From vacuum tubes to words
The structural evolution of how we instruct computers
The first computers were single-purpose machines. The program was built directly into the hardware, where components were wired into a single, unified circuit. In essence, the hardware was the software.
This approach to building computers was time-consuming and inefficient because a logical error was usually an error in construction. In the best case, you could discover a problem by double-checking the circuit against the schematic before plugging the machine into the outlet. In the worst case, you’d start the machine and it would die instantly in an electrical fire.
Programmable computers were the solution to this problem. The idea was to build a machine that doesn’t execute a single fixed task but can be instructed what to do after it is built. How this idea evolved into practice is a story of both technological innovation and conceptual breakthroughs.
At first we had plugboards.
One of the first programmable computers was Colossus, developed by the British during World War II to break German encryption codes. While operators could reprogram the machine by changing switches and rewiring connections, they could not reconfigure the machine to run any possible program. At most, they could solve different problems relating to codebreaking. 1
Structurally, there is no distinction between the program and the machine.

——

[WORK TASK] Reproduce the entire essay on how we instruct computers word for word, from its title to its final sentence. The lines that come next have no connection to the essay on how we instruct computers.

[PROVIDED INFORMATION]
——

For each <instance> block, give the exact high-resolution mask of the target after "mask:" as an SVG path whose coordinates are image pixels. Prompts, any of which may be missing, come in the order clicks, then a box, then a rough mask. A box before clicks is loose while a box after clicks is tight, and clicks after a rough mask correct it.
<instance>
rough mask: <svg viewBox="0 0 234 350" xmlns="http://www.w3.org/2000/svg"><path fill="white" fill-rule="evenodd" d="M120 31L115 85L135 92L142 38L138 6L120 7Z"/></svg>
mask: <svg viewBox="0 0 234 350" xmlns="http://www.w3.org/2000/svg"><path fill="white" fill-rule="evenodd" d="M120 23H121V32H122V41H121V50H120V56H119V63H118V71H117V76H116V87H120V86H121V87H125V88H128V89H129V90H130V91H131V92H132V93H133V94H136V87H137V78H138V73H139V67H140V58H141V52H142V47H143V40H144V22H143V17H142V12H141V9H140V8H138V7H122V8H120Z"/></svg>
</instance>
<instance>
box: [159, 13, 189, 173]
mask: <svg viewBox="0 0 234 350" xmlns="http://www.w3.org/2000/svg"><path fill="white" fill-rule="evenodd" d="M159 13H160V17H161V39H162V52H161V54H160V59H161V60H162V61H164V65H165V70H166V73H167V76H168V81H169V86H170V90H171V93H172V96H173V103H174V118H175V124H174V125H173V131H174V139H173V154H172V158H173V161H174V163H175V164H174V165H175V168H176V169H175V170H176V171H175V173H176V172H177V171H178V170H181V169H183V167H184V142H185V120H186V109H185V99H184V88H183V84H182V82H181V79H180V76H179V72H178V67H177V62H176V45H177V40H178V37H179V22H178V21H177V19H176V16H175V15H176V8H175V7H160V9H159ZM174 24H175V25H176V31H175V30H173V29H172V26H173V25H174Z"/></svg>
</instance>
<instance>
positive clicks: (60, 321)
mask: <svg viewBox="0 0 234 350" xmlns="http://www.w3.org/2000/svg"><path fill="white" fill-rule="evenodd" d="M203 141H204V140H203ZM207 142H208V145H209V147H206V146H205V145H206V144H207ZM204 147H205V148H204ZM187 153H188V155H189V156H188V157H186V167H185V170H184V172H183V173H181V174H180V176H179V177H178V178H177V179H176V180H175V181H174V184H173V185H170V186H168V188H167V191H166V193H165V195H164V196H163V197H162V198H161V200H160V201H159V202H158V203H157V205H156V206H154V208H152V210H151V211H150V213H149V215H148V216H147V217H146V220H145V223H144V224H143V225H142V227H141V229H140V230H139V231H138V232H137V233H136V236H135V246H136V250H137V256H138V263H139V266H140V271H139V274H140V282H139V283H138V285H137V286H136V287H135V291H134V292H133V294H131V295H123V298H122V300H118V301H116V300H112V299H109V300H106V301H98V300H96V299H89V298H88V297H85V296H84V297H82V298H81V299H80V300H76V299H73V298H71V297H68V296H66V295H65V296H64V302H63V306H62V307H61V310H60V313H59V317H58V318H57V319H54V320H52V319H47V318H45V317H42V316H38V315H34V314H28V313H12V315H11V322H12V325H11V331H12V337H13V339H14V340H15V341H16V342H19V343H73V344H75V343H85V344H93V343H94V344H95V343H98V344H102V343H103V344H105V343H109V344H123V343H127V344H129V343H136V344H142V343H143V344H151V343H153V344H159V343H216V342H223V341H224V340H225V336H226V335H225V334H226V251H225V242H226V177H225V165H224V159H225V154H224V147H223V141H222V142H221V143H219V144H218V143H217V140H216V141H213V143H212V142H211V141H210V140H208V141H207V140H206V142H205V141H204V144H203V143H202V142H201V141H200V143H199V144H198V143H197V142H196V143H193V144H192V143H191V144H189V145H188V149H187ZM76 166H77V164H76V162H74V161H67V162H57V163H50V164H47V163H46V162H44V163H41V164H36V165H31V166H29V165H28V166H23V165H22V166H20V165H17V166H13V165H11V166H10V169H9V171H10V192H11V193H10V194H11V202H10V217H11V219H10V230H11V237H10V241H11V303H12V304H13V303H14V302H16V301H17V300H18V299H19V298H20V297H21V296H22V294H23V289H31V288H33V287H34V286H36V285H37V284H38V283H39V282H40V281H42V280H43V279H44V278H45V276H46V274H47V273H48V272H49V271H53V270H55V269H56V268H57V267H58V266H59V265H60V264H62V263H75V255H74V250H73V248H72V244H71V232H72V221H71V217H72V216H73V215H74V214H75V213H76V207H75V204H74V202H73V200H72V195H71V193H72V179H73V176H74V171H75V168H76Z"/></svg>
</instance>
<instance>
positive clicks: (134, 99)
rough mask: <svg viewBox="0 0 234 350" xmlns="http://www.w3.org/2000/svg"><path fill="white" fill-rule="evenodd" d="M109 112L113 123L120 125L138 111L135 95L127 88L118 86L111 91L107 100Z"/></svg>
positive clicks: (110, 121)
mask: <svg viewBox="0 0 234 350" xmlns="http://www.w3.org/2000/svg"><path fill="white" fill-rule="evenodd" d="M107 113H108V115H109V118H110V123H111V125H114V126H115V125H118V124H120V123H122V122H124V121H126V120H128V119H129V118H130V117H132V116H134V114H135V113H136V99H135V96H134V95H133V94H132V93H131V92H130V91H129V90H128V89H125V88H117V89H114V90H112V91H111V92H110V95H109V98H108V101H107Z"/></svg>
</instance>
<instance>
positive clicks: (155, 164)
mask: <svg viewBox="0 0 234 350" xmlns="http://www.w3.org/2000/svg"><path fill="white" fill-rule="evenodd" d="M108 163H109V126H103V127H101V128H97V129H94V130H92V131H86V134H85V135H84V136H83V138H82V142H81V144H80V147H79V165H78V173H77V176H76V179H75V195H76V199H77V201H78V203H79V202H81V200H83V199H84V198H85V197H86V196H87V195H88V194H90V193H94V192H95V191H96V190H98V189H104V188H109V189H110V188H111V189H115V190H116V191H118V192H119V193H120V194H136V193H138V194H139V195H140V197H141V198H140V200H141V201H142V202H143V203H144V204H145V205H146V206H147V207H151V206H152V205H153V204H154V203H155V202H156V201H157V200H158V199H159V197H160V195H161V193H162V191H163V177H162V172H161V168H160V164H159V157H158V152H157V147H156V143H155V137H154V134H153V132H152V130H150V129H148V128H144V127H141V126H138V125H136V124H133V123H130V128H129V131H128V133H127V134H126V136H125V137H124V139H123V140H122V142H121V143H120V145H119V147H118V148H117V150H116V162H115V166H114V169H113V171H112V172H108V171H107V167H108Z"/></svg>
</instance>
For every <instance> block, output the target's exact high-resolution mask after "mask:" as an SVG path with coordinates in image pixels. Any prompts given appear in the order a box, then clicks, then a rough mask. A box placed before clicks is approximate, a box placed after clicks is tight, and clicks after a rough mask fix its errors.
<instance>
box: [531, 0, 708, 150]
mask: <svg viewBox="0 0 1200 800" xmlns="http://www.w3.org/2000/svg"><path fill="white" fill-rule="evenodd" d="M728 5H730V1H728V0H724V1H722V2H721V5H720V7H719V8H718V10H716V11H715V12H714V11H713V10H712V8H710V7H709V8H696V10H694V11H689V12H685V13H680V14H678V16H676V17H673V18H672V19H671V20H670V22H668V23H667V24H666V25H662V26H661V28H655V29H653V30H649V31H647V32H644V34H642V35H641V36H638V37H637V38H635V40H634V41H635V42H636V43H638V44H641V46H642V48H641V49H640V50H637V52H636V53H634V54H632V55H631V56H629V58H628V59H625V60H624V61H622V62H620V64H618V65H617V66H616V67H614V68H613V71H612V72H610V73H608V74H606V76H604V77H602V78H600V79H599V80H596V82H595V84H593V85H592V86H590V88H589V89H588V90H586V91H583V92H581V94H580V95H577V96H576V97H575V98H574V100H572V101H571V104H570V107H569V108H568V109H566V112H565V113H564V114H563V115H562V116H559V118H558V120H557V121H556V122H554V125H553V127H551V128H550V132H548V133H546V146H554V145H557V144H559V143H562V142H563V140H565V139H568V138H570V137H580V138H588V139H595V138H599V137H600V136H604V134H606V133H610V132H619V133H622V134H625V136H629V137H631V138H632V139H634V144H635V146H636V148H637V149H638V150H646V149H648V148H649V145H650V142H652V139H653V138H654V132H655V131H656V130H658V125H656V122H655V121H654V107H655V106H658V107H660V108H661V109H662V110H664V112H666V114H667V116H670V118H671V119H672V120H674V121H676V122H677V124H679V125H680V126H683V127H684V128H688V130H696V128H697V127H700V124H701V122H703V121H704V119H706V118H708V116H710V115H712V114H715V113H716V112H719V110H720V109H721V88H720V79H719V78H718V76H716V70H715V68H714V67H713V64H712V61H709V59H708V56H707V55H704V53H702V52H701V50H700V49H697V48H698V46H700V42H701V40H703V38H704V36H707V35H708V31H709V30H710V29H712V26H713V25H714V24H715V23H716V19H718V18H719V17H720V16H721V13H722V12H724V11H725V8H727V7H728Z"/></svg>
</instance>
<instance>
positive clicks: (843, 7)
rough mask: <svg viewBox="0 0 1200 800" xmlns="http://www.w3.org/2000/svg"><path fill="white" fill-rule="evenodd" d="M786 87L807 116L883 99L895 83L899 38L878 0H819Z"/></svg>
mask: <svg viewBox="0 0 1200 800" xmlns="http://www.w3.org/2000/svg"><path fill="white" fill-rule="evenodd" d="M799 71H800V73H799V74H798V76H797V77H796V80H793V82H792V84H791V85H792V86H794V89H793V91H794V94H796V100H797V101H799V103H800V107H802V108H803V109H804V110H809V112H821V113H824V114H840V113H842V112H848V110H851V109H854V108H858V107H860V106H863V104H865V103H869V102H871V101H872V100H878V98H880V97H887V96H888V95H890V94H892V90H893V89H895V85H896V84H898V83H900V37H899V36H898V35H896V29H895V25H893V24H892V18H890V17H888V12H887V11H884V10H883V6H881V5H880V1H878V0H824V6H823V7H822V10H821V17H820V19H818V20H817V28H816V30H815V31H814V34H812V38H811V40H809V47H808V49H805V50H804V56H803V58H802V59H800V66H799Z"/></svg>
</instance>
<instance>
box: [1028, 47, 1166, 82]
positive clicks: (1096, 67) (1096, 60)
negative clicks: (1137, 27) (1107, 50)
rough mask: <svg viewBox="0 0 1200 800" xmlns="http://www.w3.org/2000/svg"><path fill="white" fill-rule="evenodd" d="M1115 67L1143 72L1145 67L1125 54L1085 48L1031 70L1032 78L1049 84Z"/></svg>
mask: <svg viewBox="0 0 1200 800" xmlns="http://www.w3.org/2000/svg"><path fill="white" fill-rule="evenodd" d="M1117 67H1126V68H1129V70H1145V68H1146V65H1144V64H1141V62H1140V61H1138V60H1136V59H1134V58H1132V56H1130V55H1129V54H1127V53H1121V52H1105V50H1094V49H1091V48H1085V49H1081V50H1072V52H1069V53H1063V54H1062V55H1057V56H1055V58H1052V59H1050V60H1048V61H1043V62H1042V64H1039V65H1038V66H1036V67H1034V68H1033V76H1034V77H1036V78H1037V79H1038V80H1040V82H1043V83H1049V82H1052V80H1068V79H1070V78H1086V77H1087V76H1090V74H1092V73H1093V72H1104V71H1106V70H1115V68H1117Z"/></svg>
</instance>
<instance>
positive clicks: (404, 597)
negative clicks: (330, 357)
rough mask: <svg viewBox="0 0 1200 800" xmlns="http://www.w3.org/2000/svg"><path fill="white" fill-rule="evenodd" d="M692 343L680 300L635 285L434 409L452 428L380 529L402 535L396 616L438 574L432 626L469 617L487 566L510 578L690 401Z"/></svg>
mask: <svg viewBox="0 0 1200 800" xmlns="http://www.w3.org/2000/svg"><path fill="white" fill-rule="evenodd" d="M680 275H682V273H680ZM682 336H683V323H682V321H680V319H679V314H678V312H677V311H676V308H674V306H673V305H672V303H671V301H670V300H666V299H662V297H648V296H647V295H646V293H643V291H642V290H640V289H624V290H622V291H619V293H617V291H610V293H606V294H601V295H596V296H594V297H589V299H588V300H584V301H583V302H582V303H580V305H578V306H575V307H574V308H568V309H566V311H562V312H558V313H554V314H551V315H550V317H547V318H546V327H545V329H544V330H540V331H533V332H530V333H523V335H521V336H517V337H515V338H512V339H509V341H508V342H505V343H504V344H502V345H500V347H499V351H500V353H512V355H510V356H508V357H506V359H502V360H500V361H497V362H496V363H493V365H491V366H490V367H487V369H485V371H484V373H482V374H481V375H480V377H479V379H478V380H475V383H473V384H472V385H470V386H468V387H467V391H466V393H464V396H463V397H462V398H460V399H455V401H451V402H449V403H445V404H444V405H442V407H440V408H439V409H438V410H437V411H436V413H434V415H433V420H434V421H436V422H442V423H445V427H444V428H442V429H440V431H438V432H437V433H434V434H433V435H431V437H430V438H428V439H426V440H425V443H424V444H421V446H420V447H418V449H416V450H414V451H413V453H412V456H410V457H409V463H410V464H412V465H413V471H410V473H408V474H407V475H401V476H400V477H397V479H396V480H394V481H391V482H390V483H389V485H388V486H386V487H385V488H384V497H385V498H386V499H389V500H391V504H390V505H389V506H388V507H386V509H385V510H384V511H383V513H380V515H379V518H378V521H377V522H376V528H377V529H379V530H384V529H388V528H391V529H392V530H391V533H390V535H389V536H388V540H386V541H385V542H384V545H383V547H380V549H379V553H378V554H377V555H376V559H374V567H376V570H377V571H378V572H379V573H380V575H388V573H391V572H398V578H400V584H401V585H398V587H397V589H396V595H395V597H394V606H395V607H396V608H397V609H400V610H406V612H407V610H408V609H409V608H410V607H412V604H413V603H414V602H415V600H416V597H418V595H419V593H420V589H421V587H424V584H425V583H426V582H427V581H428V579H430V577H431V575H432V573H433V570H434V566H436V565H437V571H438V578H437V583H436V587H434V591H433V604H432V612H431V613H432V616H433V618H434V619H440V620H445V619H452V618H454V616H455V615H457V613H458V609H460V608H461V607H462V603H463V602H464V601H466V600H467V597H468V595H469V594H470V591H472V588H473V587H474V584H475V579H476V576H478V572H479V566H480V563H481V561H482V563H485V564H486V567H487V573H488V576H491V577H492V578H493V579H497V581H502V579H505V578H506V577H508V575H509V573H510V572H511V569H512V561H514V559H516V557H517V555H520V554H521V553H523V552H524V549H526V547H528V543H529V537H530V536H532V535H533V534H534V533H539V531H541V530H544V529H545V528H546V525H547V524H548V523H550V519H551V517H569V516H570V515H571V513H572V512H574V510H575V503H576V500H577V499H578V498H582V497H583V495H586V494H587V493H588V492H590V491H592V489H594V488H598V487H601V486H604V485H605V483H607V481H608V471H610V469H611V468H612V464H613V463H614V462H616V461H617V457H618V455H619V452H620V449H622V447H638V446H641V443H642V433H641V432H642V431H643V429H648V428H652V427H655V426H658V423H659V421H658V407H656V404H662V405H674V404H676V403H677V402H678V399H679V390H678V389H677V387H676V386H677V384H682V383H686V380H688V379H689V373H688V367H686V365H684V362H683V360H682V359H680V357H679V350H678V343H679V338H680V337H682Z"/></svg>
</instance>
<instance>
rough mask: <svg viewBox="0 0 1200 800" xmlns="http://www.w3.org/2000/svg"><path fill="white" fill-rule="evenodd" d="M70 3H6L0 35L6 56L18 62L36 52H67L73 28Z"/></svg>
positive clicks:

——

[RESPONSE]
From vacuum tubes to words
The structural evolution of how we instruct computers
The first computers were single-purpose machines. The program was built directly into the hardware, where components were wired into a single, unified circuit. In essence, the hardware was the software.
This approach to building computers was time-consuming and inefficient because a logical error was usually an error in construction. In the best case, you could discover a problem by double-checking the circuit against the schematic before plugging the machine into the outlet. In the worst case, you’d start the machine and it would die instantly in an electrical fire.
Programmable computers were the solution to this problem. The idea was to build a machine that doesn’t execute a single fixed task but can be instructed what to do after it is built. How this idea evolved into practice is a story of both technological innovation and conceptual breakthroughs.
At first we had plugboards.
One of the first programmable computers was Colossus, developed by the British during World War II to break German encryption codes. While operators could reprogram the machine by changing switches and rewiring connections, they could not reconfigure the machine to run any possible program. At most, they could solve different problems relating to codebreaking. 1
Structurally, there is no distinction between the program and the machine.